▸ **Exercise prompt**: Quote the political commentary word for word from "National Republicans appear" up to and including "for President again.".

▸ **Document passage**:
National Republicans appear to be putting one of Steve Bannon's plans into action, by training an "army" of poll workers and linking them up with local Republican D.A.s. In the short term, I expect this plan could work pretty well in places like Michigan -- though it'd work better if their gubernatorial candidates could get enough signatures to qualify for the ballot, amirite? -- but it won't work as well in places like Hawaii. I'm pretty sure 2022, which Republicans figure will go their way wherever they like though voters could prove them wrong, is just a dry run for a much bigger operation in 2024, when the party's biggest dick runs for President again.
Political Wire's Taegan Goddard, writing about why he has a membership model for his website, describes pretty well why the advertising model doesn't really work for our internet anymore. If you still think the world is all publications going out and getting advertisers so they don't have to charge customers, note well that the internet advertising model involves very little active involvement from publishers; too many middlemen control the process, hence you're bound to see an ad you can't stand. Like so much of modern life -- Amazon, social media, Bluetooth-enabled appliances, pharmacy benefit managers -- internet advertising cartels may make things easier, but they don't make them better. And they don't even make things easier for you, unless you're a CEO who hates doing real work.
Kentucky Democratic Senate candidate Charles Booker runs a campaign ad with a noose around his neck. I wish it were 42 seconds shorter, of course, and at first I thought attacking Rand Paul for holding up anti-lynching legislation might be a mistake, since Mr. Paul eventually co-sponsored a similar anti-lynching bill that became law and will be more than happy to tell us that repeatedly. But what if that issue's a feint? After all, Mr. Paul will still happily tell you that Medicare-for-All is slavery, and his problems with the Civil Rights Act were the first thing anyone learned about him! And those charges will stick while he thinks he's brushing the other one aside. At least, I hope it works that way. And folks won't just remember the noose around Mr. Booker's neck; they'll remember him removing it at ad's end. All in all, pretty good, but, at the risk of sounding like Gordon Lish, make it 30 seconds -- or 15.
I'm pleased to see that professional athletes (and their bosses) have doubled down on their support for gun control legislation even though (because?) professional whiners like Sen. Marco Rubio (E-FL) didn't like it. (Want me to evaluate Mr. Rubio's complaints about China's treatment of Uyghurs and the NBA's complicity therein? Nah, screw that -- every time Marco Rubio seems sympathetic or smart, it's a feint, meaning to draw you into some offensive drama you'd otherwise never let yourself get bogged down in.) Watch out for Philadelphia Union soccer player Alejandro Bedoya, who says "(i)t ain’t freedom that we have to now look over our backs all the time." I'd like him to become a political consultant at career's end; America suffers too much from all the numbnuts who do that now.

▸ **Recorded information**:
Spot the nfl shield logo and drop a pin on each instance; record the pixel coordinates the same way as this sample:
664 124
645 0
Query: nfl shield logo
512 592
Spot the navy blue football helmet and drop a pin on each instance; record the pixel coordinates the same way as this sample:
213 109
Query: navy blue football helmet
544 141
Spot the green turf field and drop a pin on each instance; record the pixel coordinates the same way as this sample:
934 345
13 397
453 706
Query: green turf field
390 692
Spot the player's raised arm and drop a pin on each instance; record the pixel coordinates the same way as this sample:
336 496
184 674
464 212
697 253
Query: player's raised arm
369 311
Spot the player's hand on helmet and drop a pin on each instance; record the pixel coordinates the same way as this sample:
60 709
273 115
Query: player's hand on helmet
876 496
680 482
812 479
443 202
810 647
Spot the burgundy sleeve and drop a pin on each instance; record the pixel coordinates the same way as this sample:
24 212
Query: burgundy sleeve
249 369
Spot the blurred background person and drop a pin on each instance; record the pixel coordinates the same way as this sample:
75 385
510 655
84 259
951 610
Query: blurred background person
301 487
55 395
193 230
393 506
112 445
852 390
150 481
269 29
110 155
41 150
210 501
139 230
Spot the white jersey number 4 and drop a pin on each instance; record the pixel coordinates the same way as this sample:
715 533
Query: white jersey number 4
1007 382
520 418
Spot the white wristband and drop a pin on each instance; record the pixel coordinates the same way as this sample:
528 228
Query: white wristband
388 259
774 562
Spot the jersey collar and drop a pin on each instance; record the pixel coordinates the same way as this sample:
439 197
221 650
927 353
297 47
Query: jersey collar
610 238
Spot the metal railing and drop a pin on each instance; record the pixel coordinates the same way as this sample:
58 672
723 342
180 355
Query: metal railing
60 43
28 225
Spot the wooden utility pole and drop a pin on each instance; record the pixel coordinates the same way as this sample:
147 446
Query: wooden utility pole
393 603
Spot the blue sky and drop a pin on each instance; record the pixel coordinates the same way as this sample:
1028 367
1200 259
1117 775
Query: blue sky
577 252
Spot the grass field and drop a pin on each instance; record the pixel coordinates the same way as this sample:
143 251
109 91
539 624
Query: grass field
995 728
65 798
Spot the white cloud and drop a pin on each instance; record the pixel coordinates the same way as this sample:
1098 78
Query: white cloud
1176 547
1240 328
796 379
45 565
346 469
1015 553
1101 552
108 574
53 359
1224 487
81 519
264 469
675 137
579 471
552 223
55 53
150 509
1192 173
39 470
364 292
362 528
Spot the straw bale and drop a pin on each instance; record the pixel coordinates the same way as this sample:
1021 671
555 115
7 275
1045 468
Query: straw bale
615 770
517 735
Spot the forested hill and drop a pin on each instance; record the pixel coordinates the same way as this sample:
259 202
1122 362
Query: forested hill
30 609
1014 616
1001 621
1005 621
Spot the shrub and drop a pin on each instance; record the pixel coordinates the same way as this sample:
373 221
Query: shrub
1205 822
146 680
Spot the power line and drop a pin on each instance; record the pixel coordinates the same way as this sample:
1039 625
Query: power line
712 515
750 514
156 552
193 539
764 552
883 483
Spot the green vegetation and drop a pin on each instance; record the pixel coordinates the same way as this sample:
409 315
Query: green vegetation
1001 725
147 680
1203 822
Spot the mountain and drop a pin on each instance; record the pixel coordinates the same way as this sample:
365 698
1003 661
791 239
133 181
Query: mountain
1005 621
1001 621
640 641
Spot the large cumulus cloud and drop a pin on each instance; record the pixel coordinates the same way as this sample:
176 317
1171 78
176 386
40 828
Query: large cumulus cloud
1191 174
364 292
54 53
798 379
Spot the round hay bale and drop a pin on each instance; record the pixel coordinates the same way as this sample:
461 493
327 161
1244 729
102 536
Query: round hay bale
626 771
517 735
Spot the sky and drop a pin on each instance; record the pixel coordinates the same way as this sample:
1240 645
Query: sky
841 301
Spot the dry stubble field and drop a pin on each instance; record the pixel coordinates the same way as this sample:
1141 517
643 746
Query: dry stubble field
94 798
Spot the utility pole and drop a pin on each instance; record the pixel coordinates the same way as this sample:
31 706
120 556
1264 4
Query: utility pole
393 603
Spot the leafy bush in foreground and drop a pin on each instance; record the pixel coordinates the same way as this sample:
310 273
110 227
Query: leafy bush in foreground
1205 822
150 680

▸ **Result of this task**:
National Republicans appear to be putting one of Steve Bannon's plans into action, by training an "army" of poll workers and linking them up with local Republican D.A.s. In the short term, I expect this plan could work pretty well in places like Michigan -- though it'd work better if their gubernatorial candidates could get enough signatures to qualify for the ballot, amirite? -- but it won't work as well in places like Hawaii. I'm pretty sure 2022, which Republicans figure will go their way wherever they like though voters could prove them wrong, is just a dry run for a much bigger operation in 2024, when the party's biggest dick runs for President again.